## Written tasks
**a.** Transcribe the passage on spans from "If $V$ is a" up to and including "under scalar multiplication.".
**b.** According to the passage on spans, what three things suffice to show that Span(S) is a subspace when S is finite?

══ Text ══

If $S = \{{\bf v}_1,\dots , {\bf v}_n\}\subset V$ is a (finite) collection of vectors in a vector space $V$ , then the span of $S$ is the set of all linear combinations of the vectors in $S$ . That is $Span(S) := \{\alpha _1{\bf v}_1 + \alpha _2{\bf v}_2 +\dots +\alpha _n{\bf v}_n\ |\ \alpha _i\in \mathbb R\}$

If $S = \{{\bf v}_i\ |\ i\in \mathbb N\}$ is a countably infinite set of vectors, then the (linear, algebraic) span of the vectors is defined to be $Span\{{\bf v}_i\ |\ i\in \mathbb N\} := \left \{\sum _i\alpha _i{\bf v}_i\ |\ \text {all but finitely many of the }\alpha _i\text { are zero}\right \}$ the definition can be extended to arbitrarily large sets of vectors using a slightly different method of extension. If $S\subseteq V$ is an arbitrary set of vectors in $V$ , then $Span(S) := \underset {T\text { finite}}{\underset {T\subseteq S}{\bigcup }} Span(T)$

If $V$ is a vector space, and $S$ a set of vectors in $V$ , then we say that $S$ is a spanning set for $V$ if $V = Span(S)$ .

Show that for any (non-empty) set of vectors $S\subset V$ , $Span(S)$ is a subset of $V$ (in other words, it is closed under the addition and scalar multiplication operations coming from $V$ ). Your argument should work for general sets $S$ without any assumptions on cardinality.

In fact, something stronger is true.

If $S$ is a non-empty subset of vectors in a vector space $V$ , then $Span(S)$ is a subspace of $V$ .

Proof

Assume first that $S$ is finite; then $S = \{ {\bf v}_1,\dots ,{\bf v}_n\}$ for some collection of vectors $\{{\bf v}\}_i\in V$ , $n\ge 1$ . To show that $Span(S)$ is a subspace, it suffices to show three things: i) it contains the zero vector, ii) it is closed under vector addition, and iii) it is closed under scalar multiplication.

═══
══ Given data ══

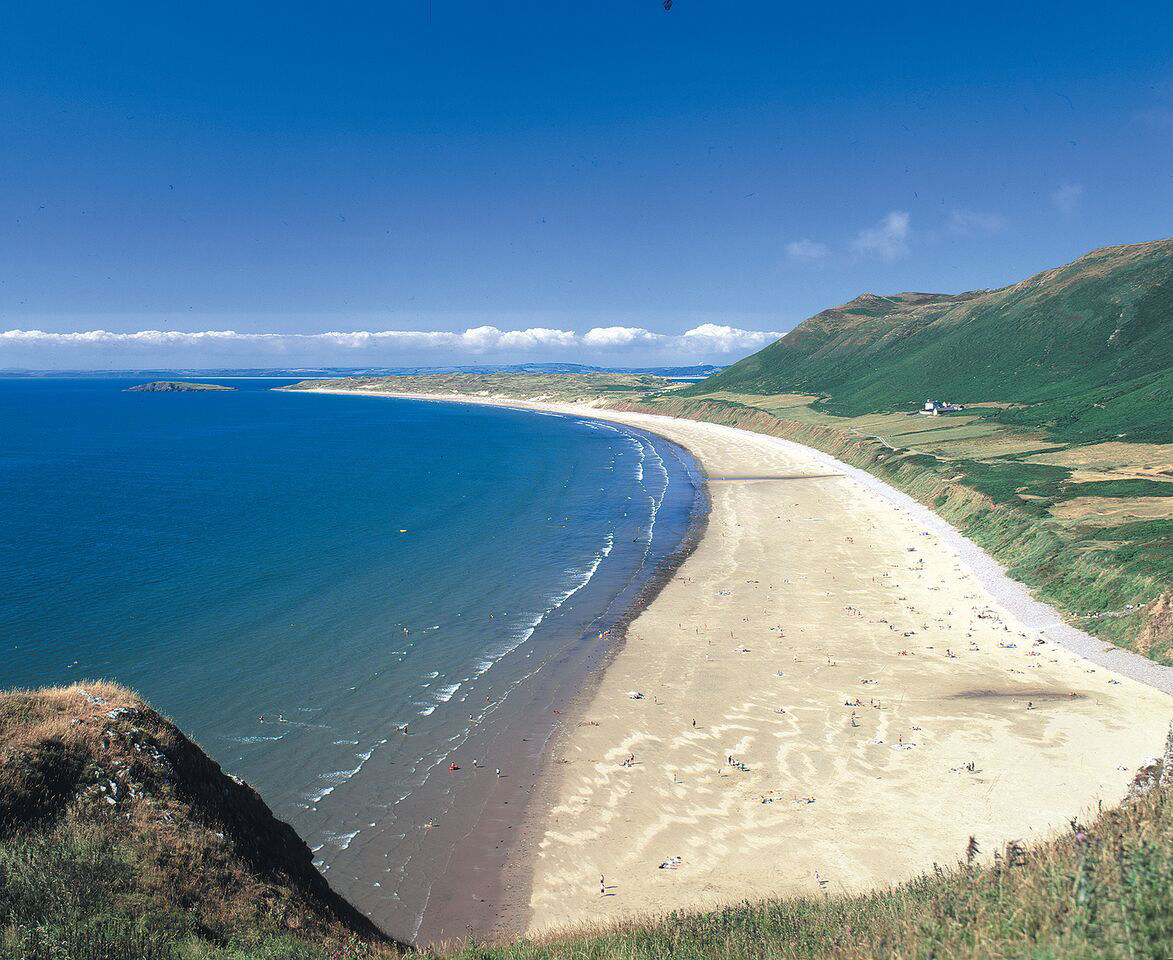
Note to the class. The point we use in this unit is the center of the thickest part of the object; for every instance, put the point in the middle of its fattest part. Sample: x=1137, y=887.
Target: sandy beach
x=833, y=693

═══

## The replies
**a.**
If $V$ is a vector space, and $S$ a set of vectors in $V$ , then we say that $S$ is a spanning set for $V$ if $V = Span(S)$ .

Show that for any (non-empty) set of vectors $S\subset V$ , $Span(S)$ is a subset of $V$ (in other words, it is closed under the addition and scalar multiplication operations coming from $V$ ). Your argument should work for general sets $S$ without any assumptions on cardinality.

In fact, something stronger is true.

If $S$ is a non-empty subset of vectors in a vector space $V$ , then $Span(S)$ is a subspace of $V$ .

Proof

Assume first that $S$ is finite; then $S = \{ {\bf v}_1,\dots ,{\bf v}_n\}$ for some collection of vectors $\{{\bf v}\}_i\in V$ , $n\ge 1$ . To show that $Span(S)$ is a subspace, it suffices to show three things: i) it contains the zero vector, ii) it is closed under vector addition, and iii) it is closed under scalar multiplication.

**b.** It contains the zero vector, it is closed under vector addition, and it is closed under scalar multiplication.